What you should do:
Arrange every line of the items below as a Markdown table with the columns Row and Item line. Number the rows and leave out blank lines.

Given data:

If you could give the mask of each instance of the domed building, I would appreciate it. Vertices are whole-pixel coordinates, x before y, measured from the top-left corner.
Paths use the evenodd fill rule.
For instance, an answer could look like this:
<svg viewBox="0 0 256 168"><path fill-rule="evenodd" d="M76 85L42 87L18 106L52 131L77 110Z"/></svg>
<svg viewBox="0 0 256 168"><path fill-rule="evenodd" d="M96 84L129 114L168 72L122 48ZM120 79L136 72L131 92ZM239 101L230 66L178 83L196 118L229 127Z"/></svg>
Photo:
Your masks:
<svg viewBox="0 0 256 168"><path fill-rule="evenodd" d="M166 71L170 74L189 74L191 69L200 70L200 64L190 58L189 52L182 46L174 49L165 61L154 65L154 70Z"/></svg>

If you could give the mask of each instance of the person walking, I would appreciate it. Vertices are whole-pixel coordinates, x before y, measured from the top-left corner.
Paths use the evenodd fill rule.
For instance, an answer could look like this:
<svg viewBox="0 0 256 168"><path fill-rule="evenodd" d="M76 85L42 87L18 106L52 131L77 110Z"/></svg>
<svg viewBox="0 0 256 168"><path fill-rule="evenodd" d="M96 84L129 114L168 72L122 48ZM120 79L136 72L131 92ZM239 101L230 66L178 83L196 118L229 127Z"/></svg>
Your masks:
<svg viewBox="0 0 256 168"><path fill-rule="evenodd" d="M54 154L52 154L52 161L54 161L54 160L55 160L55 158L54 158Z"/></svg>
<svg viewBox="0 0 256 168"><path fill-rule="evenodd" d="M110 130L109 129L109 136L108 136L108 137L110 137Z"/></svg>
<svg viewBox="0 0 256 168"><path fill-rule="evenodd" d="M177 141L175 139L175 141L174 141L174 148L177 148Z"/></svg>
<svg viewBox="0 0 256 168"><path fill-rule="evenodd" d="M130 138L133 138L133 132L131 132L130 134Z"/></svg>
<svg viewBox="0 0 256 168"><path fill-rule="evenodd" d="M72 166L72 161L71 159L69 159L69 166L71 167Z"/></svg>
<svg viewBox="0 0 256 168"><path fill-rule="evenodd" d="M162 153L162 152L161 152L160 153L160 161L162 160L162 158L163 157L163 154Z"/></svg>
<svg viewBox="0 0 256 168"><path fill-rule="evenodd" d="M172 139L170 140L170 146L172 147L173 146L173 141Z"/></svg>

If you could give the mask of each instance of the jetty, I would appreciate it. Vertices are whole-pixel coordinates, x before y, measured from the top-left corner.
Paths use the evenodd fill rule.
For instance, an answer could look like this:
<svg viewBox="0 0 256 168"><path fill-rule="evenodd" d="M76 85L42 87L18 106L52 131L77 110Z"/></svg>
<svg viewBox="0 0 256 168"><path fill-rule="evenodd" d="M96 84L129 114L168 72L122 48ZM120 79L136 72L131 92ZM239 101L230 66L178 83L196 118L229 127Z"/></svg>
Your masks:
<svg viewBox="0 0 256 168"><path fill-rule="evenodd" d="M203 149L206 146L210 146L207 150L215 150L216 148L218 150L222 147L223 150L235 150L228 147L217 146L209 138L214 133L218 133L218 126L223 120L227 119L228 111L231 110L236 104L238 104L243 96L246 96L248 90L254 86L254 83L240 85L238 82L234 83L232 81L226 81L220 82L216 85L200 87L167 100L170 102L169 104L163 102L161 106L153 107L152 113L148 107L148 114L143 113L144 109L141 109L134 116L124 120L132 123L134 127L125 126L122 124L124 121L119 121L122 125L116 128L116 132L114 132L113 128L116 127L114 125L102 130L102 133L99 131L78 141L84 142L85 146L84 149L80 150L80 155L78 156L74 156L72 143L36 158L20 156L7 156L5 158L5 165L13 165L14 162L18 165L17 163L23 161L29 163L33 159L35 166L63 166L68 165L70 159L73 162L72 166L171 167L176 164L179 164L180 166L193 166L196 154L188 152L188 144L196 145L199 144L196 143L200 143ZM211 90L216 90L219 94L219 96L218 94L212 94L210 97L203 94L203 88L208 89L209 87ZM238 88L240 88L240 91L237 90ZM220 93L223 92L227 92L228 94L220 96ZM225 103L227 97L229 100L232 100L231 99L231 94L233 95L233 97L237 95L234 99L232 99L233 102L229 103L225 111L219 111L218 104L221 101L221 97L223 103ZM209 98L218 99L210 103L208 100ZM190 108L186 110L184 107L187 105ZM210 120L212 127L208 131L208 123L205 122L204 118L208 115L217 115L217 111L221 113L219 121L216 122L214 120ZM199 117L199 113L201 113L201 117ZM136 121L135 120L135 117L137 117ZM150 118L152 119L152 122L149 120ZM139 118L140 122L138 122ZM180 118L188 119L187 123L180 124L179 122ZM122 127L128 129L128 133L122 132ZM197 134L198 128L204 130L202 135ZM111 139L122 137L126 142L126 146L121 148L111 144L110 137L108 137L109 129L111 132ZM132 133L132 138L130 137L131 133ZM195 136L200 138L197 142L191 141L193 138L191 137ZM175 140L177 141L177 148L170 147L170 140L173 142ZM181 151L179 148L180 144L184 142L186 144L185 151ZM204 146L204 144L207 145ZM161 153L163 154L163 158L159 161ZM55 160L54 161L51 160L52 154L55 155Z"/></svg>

Answer in full:
| Row | Item line |
|---|---|
| 1 | If you could give the mask of each instance of the domed building, I would appreciate it. Vertices are whole-pixel coordinates, x before y, measured from the top-left corner. |
| 2 | Paths use the evenodd fill rule. |
| 3 | For instance, an answer could look like this: |
| 4 | <svg viewBox="0 0 256 168"><path fill-rule="evenodd" d="M76 85L42 87L18 106L52 131L77 110Z"/></svg> |
| 5 | <svg viewBox="0 0 256 168"><path fill-rule="evenodd" d="M96 84L129 114L168 72L122 48ZM120 79L136 72L131 92ZM239 101L230 66L178 83L196 118L229 127Z"/></svg> |
| 6 | Photo: |
| 7 | Your masks: |
| 8 | <svg viewBox="0 0 256 168"><path fill-rule="evenodd" d="M166 71L170 74L189 74L191 69L200 70L200 64L190 58L189 52L182 46L174 49L165 61L154 65L154 70Z"/></svg> |
| 9 | If you could give the mask of each instance of the person walking, I would appreciate it. Vertices are whole-pixel coordinates, x before y, measured from the top-left corner. |
| 10 | Paths use the evenodd fill rule. |
| 11 | For instance, an answer could look like this: |
| 12 | <svg viewBox="0 0 256 168"><path fill-rule="evenodd" d="M76 85L42 87L18 106L52 131L77 110Z"/></svg> |
| 13 | <svg viewBox="0 0 256 168"><path fill-rule="evenodd" d="M96 84L129 114L168 72L122 48ZM120 79L136 72L131 92ZM239 101L230 66L178 83L196 118L229 127Z"/></svg> |
| 14 | Your masks: |
| 15 | <svg viewBox="0 0 256 168"><path fill-rule="evenodd" d="M54 154L52 154L52 161L54 161L54 160L55 160L55 158L54 158Z"/></svg> |
| 16 | <svg viewBox="0 0 256 168"><path fill-rule="evenodd" d="M110 130L109 129L109 136L108 136L108 137L110 137Z"/></svg> |
| 17 | <svg viewBox="0 0 256 168"><path fill-rule="evenodd" d="M177 141L175 139L175 141L174 141L174 148L177 148Z"/></svg> |
| 18 | <svg viewBox="0 0 256 168"><path fill-rule="evenodd" d="M130 138L133 138L133 132L131 132L130 134Z"/></svg> |
| 19 | <svg viewBox="0 0 256 168"><path fill-rule="evenodd" d="M72 166L72 161L71 159L69 159L69 166L71 167Z"/></svg> |
| 20 | <svg viewBox="0 0 256 168"><path fill-rule="evenodd" d="M162 153L162 152L161 152L160 153L160 161L162 160L162 158L163 157L163 154Z"/></svg> |
| 21 | <svg viewBox="0 0 256 168"><path fill-rule="evenodd" d="M172 139L170 140L170 146L172 147L173 146L173 141Z"/></svg> |
| 22 | If you could give the mask of each instance of the jetty, I would appreciate it. Vertices are whole-pixel coordinates, x before y, measured from the top-left corner. |
| 23 | Paths use the evenodd fill rule. |
| 24 | For instance, an answer could look like this: |
| 25 | <svg viewBox="0 0 256 168"><path fill-rule="evenodd" d="M76 85L42 87L18 106L52 131L77 110Z"/></svg> |
| 26 | <svg viewBox="0 0 256 168"><path fill-rule="evenodd" d="M96 84L129 114L168 72L122 48ZM120 79L136 72L131 92ZM239 101L230 66L178 83L196 118L229 127Z"/></svg> |
| 27 | Your masks: |
| 28 | <svg viewBox="0 0 256 168"><path fill-rule="evenodd" d="M203 149L206 146L210 146L207 150L215 150L216 148L218 150L222 147L223 150L235 150L228 147L217 146L209 138L214 133L218 133L218 126L223 120L227 119L228 111L231 110L236 104L238 104L243 96L246 96L248 90L254 86L254 83L240 85L238 82L234 83L232 81L226 81L220 82L216 85L200 87L167 100L170 102L169 104L163 102L161 106L153 107L152 113L148 107L148 114L143 113L144 109L141 109L134 116L124 120L132 123L134 127L125 126L122 124L124 121L119 121L122 125L116 128L116 132L114 132L113 128L116 127L114 125L102 130L102 133L99 131L78 141L84 142L85 146L84 149L80 150L80 155L78 156L74 156L72 143L36 158L20 156L7 156L5 158L5 165L13 165L14 162L18 165L17 163L23 161L29 163L33 159L35 166L63 166L68 165L70 159L73 162L72 166L171 167L176 164L179 164L180 166L193 166L196 154L188 152L188 144L196 145L199 144L196 143L200 143ZM211 90L216 90L219 94L219 96L218 94L212 94L210 97L203 94L203 88L208 89L209 87ZM238 88L240 88L240 91L237 90ZM220 93L223 92L227 92L228 94L220 96ZM225 103L227 97L229 100L232 100L231 99L231 94L233 95L233 97L237 95L234 99L232 99L233 102L229 103L225 111L219 111L218 104L221 101L221 97L223 103ZM209 98L218 99L210 103L208 100ZM190 108L186 110L184 107L187 105ZM210 120L212 127L208 131L208 123L205 122L204 118L208 115L217 115L217 111L221 113L219 121L216 122L214 120ZM199 117L199 113L201 113L201 117ZM136 121L135 120L135 117L137 117ZM150 118L152 119L152 122L149 120ZM139 118L140 122L138 122ZM180 118L188 119L187 123L180 124L179 122ZM122 127L128 129L128 133L122 132ZM197 134L198 128L204 130L202 135ZM111 139L122 137L126 142L126 146L121 148L111 144L110 137L108 137L109 129L111 132ZM132 133L132 138L130 137L131 133ZM195 136L200 138L197 142L191 141L193 138L191 137ZM175 140L177 141L177 148L170 147L170 140L173 142ZM181 151L179 148L180 144L184 142L186 144L185 151ZM204 146L204 144L207 145ZM161 153L163 154L163 158L159 161ZM55 160L54 161L51 160L52 154L55 155Z"/></svg> |